# Exercise requirements
[1] Print the passage of the Python course excerpt from "Write a function" up to and including "15.895) < 0.001)".
[2] Translate this sentence from the Python course excerpt into Spanish: "The Automatic Readability Index is a readability test designed to gauge the understandability of a text."
[3] Pick up the Python course excerpt after its last line and keep writing it.

# Excerpt
= = = = =
-- A Python Course for the Humanities by Folgert Karsdorp and Maarten van Gompel
Chapter is still in DRAFT stage
In the last chapter we made some tools to prepare corpora for further processing. To be able to tokenise a text is nice, but from a humanities perspective not very interesting. So, what are we going to do with it? In this chapter, you'll implement two major applications that build upon the tools you developed. The first will be a relatively simple program that scores each text in a corpus according to its Automatic Readability Index. In the second application we will build a system that can predict who wrote a certain text. Again, we'll need to cover a lot of ground and things are becoming increasingly difficult now. So, let's get started!
The Automatic Readability Index is a readability test designed to gauge the understandability of a text. The formula for calculating the Automated Readability Index is as follows:
$$ 4.71 \cdot \frac{nchars}{nwords} + 0.5 \cdot \frac{nwords}{nsents} - 21.43 $$Let's apply some wishful thinking. If we had all the information needed to compute this formula, we could start with writing a function that does it for us. Let's do so.
Write a function automatic_readability_index
that takes three arguments n_chars
, n_words
and n_sents
and returns the ARI given those arguments.
def automatic_readability_index(n_chars, n_words, n_sents):
# insert your code here
# do not modify the code below, it is for testing your answer only!
# it should output True if you did well
print(abs(automatic_readability_index(300, 40, 10) - 15.895) < 0.001)
= = = = =
# Extracted data

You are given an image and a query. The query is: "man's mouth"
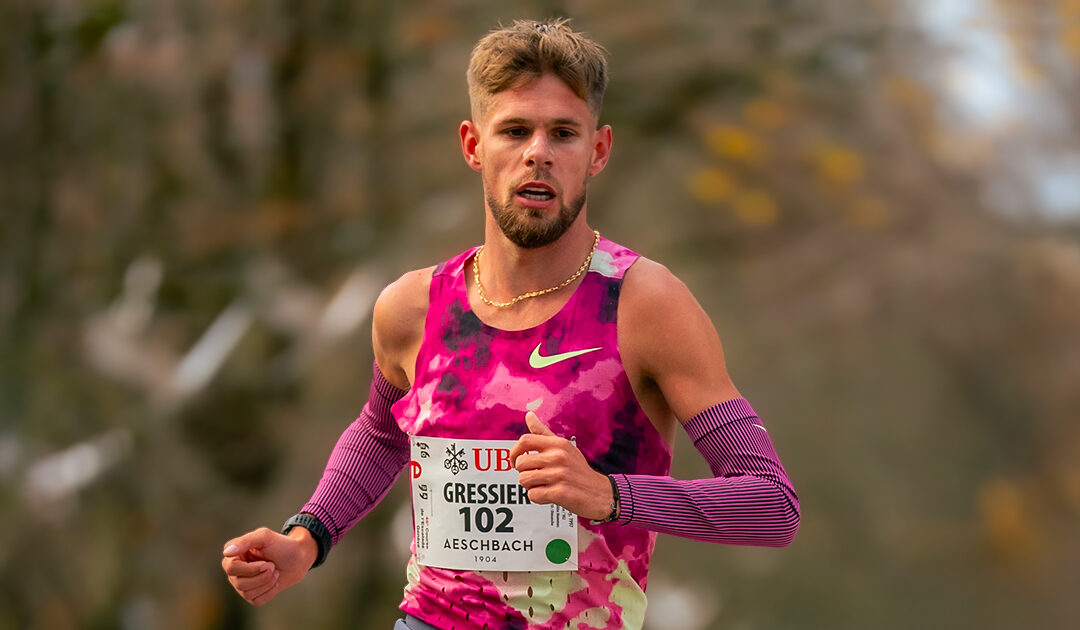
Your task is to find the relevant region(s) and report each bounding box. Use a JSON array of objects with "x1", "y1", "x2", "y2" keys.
[{"x1": 517, "y1": 184, "x2": 555, "y2": 201}]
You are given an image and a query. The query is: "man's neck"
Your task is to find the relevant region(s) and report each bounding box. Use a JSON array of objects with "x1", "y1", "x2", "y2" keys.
[{"x1": 480, "y1": 216, "x2": 595, "y2": 301}]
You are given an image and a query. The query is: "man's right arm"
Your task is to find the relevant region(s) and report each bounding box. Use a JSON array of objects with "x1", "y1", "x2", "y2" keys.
[{"x1": 221, "y1": 269, "x2": 431, "y2": 605}]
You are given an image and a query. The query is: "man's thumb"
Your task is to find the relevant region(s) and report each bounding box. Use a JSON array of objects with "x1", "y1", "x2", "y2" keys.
[
  {"x1": 221, "y1": 527, "x2": 272, "y2": 558},
  {"x1": 525, "y1": 412, "x2": 555, "y2": 435}
]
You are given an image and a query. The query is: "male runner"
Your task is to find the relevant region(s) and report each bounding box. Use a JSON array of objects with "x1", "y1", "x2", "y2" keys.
[{"x1": 222, "y1": 21, "x2": 799, "y2": 630}]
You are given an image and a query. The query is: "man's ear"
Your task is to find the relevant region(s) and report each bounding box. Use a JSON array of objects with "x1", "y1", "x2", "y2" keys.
[
  {"x1": 589, "y1": 124, "x2": 615, "y2": 177},
  {"x1": 458, "y1": 120, "x2": 481, "y2": 172}
]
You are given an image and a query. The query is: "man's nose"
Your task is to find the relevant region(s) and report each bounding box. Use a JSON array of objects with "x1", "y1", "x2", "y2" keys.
[{"x1": 522, "y1": 133, "x2": 555, "y2": 169}]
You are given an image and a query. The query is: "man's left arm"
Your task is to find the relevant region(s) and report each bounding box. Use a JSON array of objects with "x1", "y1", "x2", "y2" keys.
[
  {"x1": 612, "y1": 259, "x2": 799, "y2": 547},
  {"x1": 511, "y1": 258, "x2": 799, "y2": 547}
]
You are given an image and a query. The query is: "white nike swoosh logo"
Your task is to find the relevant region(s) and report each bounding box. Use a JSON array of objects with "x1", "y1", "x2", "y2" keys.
[{"x1": 529, "y1": 344, "x2": 604, "y2": 370}]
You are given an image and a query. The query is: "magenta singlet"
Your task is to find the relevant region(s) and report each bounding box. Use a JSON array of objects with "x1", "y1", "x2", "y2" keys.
[{"x1": 393, "y1": 239, "x2": 671, "y2": 630}]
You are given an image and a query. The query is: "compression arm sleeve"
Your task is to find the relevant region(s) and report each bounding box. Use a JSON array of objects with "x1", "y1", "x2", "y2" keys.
[
  {"x1": 300, "y1": 364, "x2": 409, "y2": 545},
  {"x1": 613, "y1": 398, "x2": 799, "y2": 547}
]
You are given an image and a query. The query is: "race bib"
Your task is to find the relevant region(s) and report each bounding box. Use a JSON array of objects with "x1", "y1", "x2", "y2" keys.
[{"x1": 410, "y1": 435, "x2": 578, "y2": 571}]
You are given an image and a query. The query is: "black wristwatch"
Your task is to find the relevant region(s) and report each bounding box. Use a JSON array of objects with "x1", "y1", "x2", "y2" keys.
[{"x1": 281, "y1": 512, "x2": 334, "y2": 568}]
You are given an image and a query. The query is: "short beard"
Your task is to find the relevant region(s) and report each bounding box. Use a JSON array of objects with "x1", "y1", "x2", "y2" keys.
[{"x1": 487, "y1": 189, "x2": 588, "y2": 250}]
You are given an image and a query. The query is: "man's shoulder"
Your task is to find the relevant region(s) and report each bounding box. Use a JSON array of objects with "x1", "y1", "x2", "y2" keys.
[
  {"x1": 619, "y1": 256, "x2": 693, "y2": 314},
  {"x1": 373, "y1": 267, "x2": 435, "y2": 352}
]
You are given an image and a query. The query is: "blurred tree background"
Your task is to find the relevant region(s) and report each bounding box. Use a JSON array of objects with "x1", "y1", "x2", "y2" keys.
[{"x1": 0, "y1": 0, "x2": 1080, "y2": 630}]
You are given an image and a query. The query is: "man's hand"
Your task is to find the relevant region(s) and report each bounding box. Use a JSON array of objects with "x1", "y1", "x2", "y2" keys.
[
  {"x1": 510, "y1": 412, "x2": 611, "y2": 521},
  {"x1": 221, "y1": 527, "x2": 319, "y2": 606}
]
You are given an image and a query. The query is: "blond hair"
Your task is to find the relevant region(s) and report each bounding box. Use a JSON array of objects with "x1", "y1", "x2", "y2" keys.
[{"x1": 467, "y1": 18, "x2": 608, "y2": 118}]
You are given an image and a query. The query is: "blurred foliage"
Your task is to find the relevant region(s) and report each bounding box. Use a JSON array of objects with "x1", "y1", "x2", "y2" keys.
[{"x1": 0, "y1": 0, "x2": 1080, "y2": 630}]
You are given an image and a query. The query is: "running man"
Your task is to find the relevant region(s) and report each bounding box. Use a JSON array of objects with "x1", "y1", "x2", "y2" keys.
[{"x1": 222, "y1": 19, "x2": 799, "y2": 630}]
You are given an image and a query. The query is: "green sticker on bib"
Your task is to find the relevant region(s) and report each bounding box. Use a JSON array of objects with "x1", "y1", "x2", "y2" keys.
[{"x1": 544, "y1": 538, "x2": 570, "y2": 564}]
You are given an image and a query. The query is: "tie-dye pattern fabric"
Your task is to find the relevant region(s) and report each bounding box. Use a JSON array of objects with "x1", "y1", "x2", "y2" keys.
[{"x1": 393, "y1": 239, "x2": 671, "y2": 630}]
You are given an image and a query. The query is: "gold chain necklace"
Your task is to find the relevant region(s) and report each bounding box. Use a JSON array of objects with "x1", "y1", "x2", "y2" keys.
[{"x1": 473, "y1": 230, "x2": 600, "y2": 308}]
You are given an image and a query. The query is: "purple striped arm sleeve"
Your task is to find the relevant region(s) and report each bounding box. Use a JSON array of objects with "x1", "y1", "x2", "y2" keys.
[
  {"x1": 613, "y1": 398, "x2": 799, "y2": 547},
  {"x1": 300, "y1": 364, "x2": 409, "y2": 545}
]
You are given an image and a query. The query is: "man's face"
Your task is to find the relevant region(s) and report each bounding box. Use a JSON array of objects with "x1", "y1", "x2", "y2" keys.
[{"x1": 461, "y1": 75, "x2": 611, "y2": 249}]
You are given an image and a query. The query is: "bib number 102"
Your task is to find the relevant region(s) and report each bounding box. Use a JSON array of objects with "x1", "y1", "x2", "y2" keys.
[{"x1": 458, "y1": 507, "x2": 514, "y2": 534}]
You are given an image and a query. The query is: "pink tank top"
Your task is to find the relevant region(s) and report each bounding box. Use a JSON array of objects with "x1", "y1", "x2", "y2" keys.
[{"x1": 393, "y1": 238, "x2": 671, "y2": 630}]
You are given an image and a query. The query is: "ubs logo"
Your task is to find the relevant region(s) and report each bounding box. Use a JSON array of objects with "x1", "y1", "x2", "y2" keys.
[{"x1": 443, "y1": 442, "x2": 469, "y2": 474}]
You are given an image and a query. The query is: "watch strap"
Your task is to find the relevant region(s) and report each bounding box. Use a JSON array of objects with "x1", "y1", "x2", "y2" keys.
[{"x1": 281, "y1": 512, "x2": 334, "y2": 568}]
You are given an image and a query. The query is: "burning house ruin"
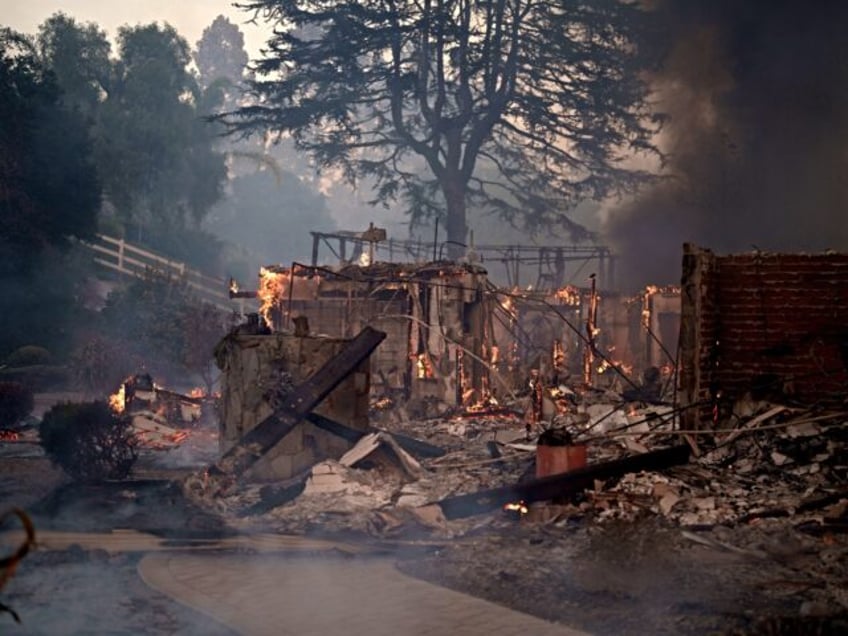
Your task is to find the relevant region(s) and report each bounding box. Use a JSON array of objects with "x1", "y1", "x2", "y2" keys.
[
  {"x1": 681, "y1": 244, "x2": 848, "y2": 428},
  {"x1": 212, "y1": 251, "x2": 679, "y2": 479}
]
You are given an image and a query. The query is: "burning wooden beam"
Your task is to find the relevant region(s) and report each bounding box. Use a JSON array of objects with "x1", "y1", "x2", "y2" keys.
[
  {"x1": 437, "y1": 444, "x2": 689, "y2": 519},
  {"x1": 200, "y1": 327, "x2": 386, "y2": 493}
]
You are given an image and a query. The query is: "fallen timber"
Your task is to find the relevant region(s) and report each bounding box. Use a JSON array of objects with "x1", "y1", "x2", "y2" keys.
[
  {"x1": 205, "y1": 327, "x2": 386, "y2": 494},
  {"x1": 437, "y1": 444, "x2": 690, "y2": 519}
]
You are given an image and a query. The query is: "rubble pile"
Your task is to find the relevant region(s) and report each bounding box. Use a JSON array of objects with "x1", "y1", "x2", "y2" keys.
[{"x1": 590, "y1": 403, "x2": 848, "y2": 534}]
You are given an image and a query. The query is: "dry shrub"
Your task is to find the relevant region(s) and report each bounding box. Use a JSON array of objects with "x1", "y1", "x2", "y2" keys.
[{"x1": 39, "y1": 402, "x2": 138, "y2": 481}]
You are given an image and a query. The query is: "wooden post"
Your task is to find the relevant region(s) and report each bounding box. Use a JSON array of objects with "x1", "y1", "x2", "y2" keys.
[
  {"x1": 200, "y1": 327, "x2": 386, "y2": 494},
  {"x1": 437, "y1": 444, "x2": 689, "y2": 519}
]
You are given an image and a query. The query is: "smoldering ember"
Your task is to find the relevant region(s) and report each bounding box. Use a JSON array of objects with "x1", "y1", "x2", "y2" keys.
[
  {"x1": 3, "y1": 233, "x2": 848, "y2": 633},
  {"x1": 0, "y1": 0, "x2": 848, "y2": 636}
]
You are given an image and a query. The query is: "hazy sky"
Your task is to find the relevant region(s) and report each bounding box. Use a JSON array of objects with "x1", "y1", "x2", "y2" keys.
[{"x1": 0, "y1": 0, "x2": 270, "y2": 59}]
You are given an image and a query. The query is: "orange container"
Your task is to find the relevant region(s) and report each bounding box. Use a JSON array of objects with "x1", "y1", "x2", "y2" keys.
= = = = =
# The results
[1]
Write a function automatic_readability_index
that takes three arguments n_chars
, n_words
and n_sents
and returns the ARI given those arguments.
def automatic_readability_index(n_chars, n_words, n_sents):
# insert your code here
# do not modify the code below, it is for testing your answer only!
# it should output True if you did well
print(abs(automatic_readability_index(300, 40, 10) - 15.895) < 0.001)

[2] El Índice Automático de Legibilidad es una prueba de legibilidad diseñada para medir la comprensibilidad de un texto.

[3]
Now we need to write some code to obtain the numbers we so wishfully assumed to have. We will use the code we wrote in earlier chapters to read and tokenise texts. In the file preprocessing.py
we defined a function read_corpus
which reads all files with the extension .txt
in the given directory. It tokenizes each text into a list of sentences, each of which is represented by a list of words. All words are lowercased and we remove all punctuation. We import the function using the following line of code:
from pyhum.preprocessing import read_corpus
Let's write a function extract_counts
that takes a list of sentences as input and returns the number of characters, the number of words and the number of sentences as a tuple.
Write the function extract_counts
.
def extract_counts(sentences):
# insert your code here
# do not modify the code below, for testing only!
print(extract_counts(
[["this", "was", "rather", "easy"],
["please", "give", "me", "something", "more", "challenging"]]) == (53, 10, 2))
Well done! We're almost done. We could use our two functions to compute the ARI for a given text as follows:
sentences = [["this", "was", "rather", "easy"],
["Please", "give", "me", "something", "more", "challenging"]]
n_chars, n_words, n_sents = extract_counts(sentences)
print(automatic_readability_index(n_chars, n_words, n_sents))
However, it would be nice to have a little more abstraction.
Write the function compute_ARI
that takes as argument a list of sentences (represented by lists of words) and returns the Automatic Readability Index for that input.
def compute_ARI(sentences):
# insert your code here
# do not modify the code below, it is for testing your answer only!
# it should output True if you did well
print(abs(compute_ARI(sentences) - 4.442) < 0.001)
Finally it would be nice to compare the readability of a number of texts. We need a function that iterates through the files in a directory and prints the Automatic Readability Index for each text.
Write a function compute_ARIs
that takes the name of a directory as input and prints the Automatic Readbility Index for each document in that directory.
def compute_ARIs(directory):
# insert your code here
Remember that in Chapter 3, we plotted different basic statistics using Python plotting library matplotlib. Can you do the same for all ARIs?
import matplotlib.pyplot as plt
# insert your code here
In this section you will implement the core of an authorship attribution application. You won't build a full stand-alone application, but rather focus on the core functions for classifying new texts for their authors.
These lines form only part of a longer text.